[Extracted data entries]
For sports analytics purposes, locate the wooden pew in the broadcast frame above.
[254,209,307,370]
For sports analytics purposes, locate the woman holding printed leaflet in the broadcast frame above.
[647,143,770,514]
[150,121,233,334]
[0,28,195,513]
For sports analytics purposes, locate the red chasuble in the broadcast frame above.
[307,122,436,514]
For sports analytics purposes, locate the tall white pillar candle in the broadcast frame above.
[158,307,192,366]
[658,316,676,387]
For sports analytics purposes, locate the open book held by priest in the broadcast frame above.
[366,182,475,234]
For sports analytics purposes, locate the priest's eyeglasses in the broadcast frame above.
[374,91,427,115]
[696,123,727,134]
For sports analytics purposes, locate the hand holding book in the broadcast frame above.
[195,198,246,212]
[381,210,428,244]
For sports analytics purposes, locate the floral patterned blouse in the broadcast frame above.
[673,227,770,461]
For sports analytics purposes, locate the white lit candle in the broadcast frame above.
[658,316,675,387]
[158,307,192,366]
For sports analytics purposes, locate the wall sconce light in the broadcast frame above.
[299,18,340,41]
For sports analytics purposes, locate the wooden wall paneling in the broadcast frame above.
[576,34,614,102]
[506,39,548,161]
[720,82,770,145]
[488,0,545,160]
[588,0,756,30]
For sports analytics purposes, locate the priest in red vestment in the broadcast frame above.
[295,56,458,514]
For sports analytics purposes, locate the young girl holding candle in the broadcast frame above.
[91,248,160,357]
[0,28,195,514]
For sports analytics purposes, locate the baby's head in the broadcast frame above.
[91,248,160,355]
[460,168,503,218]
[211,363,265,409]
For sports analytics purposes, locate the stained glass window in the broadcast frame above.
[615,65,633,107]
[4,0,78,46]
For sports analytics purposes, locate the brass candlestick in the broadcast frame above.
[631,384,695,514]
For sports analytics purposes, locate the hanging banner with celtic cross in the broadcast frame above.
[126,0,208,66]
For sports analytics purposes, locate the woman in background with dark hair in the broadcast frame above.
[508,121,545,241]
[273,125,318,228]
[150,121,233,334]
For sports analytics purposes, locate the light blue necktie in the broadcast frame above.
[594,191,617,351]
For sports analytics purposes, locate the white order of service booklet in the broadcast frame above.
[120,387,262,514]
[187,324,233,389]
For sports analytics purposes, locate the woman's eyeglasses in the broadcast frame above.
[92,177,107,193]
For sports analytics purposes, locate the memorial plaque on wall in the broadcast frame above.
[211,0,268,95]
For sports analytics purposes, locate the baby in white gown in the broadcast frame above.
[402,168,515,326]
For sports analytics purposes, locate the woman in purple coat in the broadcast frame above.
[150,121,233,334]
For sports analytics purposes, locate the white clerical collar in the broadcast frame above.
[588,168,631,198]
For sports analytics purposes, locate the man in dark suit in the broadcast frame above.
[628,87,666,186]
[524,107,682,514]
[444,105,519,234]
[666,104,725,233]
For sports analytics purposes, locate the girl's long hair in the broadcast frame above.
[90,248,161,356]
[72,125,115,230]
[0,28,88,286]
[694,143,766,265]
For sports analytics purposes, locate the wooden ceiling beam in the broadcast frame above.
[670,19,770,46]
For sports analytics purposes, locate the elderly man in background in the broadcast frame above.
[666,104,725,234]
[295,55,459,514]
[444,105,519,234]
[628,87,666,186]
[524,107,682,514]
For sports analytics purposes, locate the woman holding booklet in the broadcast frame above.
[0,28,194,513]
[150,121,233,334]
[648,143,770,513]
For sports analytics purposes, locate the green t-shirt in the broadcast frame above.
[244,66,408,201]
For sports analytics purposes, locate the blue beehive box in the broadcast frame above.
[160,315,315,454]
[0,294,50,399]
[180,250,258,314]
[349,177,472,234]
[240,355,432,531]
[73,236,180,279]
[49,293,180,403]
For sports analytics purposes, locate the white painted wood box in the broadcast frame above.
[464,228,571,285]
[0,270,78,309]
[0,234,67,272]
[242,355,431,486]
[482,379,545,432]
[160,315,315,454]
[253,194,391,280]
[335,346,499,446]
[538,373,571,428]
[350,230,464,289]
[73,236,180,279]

▶ To be done:
Express this material as a two-column CSV with the header "request" and "answer," one row per request, each field quoted and any line breaks replaced with spaces.

▶ Answer to the exercise:
request,answer
"For sports analytics purposes, locate the wooden pew in the broadcast frame above.","[254,209,307,370]"
"For sports analytics purposes, locate the woman holding printed leaflet in the broadcast frame above.","[647,143,770,514] [150,121,233,334] [0,28,195,513]"
"For sports analytics purposes, locate the red chasuble in the broadcast frame above.","[307,122,436,514]"
"For sports analytics purposes, locate the tall white pillar candle in the broadcast frame above.","[158,307,192,366] [658,316,676,387]"
"For sports analytics purposes, locate the open book held by priest in the broadcast frame above.","[366,182,475,234]"
"For sports analytics purposes, locate the priest's eyeglasses in the broadcast frame above.","[374,91,427,115] [696,123,727,134]"
"For sports analytics purposes, locate the hand holding book in the broadcast frame above.","[195,198,246,212] [381,210,428,244]"
"For sports analytics purposes, locate the floral patterned blouse in the broadcast frame above.","[673,227,770,461]"
"For sports analytics purposes, locate the white lit candle in the broadcast frame above.","[658,316,675,387] [158,307,192,366]"
"For sports analytics purposes, locate the wall sconce light in the broadcast frame above.","[299,18,340,41]"
"For sports analytics purposes, locate the wooden wall paneling in the broadcast frame above.","[576,34,614,102] [506,39,548,161] [720,82,770,145] [488,0,545,160] [588,0,756,30]"
"For sports analytics purposes, locate the priest in red vestment in the broadcast frame above.","[295,56,458,514]"
"For sports analytics purposes, locate the young girl holding candle in the broadcast frame above.","[91,248,160,357] [0,28,195,514]"
"For sports analytics purposes, locate the baby's head in the broadcast frame above.","[91,248,160,355] [460,168,503,218] [211,363,265,409]"
"For sports analytics purposes, locate the stained glass window in the broadcast frame above.","[615,65,633,107] [4,0,78,46]"
"For sports analytics purposes, locate the brass candlestick in the broadcast frame above.","[631,384,695,514]"
"For sports analytics purposes, locate the hanging banner with celtic cross in the broadcast frame above.","[126,0,208,66]"
"For sports analytics purposes, locate the woman in background with dark hair in the broadcast frame above.","[508,121,545,241] [273,125,318,228] [150,121,233,334]"
"For sports analytics purposes, locate the light blue necktie in the broadcast frame above.","[594,191,617,351]"
"For sports analytics purposes, locate the white order of service booklet in the broadcast frame above.","[120,387,262,514] [187,324,233,389]"
"For sports analytics purposes, locate the woman's eyeglasses in the broadcast frame above.","[92,177,107,193]"
"For sports analytics purposes, locate the memorial plaque on wall in the broadcast frame above.","[211,0,268,95]"
"For sports analytics purposes, locate the baby in white gown in the broadcast frame above.","[402,168,515,326]"
"For sports analytics purposes, locate the woman in purple coat in the broadcast frame above.","[150,121,233,334]"
"For sports analytics purposes, locate the white clerical collar in the broadcast frame above.","[588,168,631,198]"
"For sports analytics purposes, locate the man in dark suit in the broadcast frame above.","[628,87,666,186] [524,107,682,514] [444,105,519,234] [666,104,725,233]"
"For sports analytics purposes, locate the girl's long hair in the broadcast frame above.","[90,248,161,356] [72,125,115,230] [0,28,88,286] [694,143,766,265]"
"For sports analytics purposes, locate the wooden ceiling beam in the broadcast frame above.","[670,19,770,46]"
"For sports analytics purposes, locate the elderly man in background in the broadcast frame above.","[666,104,725,234] [295,55,459,514] [444,105,519,234] [628,87,666,186] [524,107,682,514]"
"For sports analytics purposes, locate the woman holding booklet in the broadcast frame above.","[0,28,194,513] [150,121,233,334] [648,143,770,513]"
"For sports analytics purposes, locate the green t-shirt in the broadcast frame above.","[244,66,408,201]"
"For sports analytics purposes, locate the blue beehive box in the broadcast frame above.","[160,315,315,454] [0,294,50,399] [180,250,258,314] [349,177,472,234] [240,355,432,531] [73,236,180,279] [49,293,180,403]"
"For sports analytics purposes, locate the white painted wood box in the broadcast frame above.","[464,228,571,285] [0,270,78,309] [0,234,67,272] [242,355,431,486] [482,379,545,432] [160,315,315,454] [253,194,391,280] [335,346,499,446] [538,373,571,428] [350,230,464,289] [73,236,180,279]"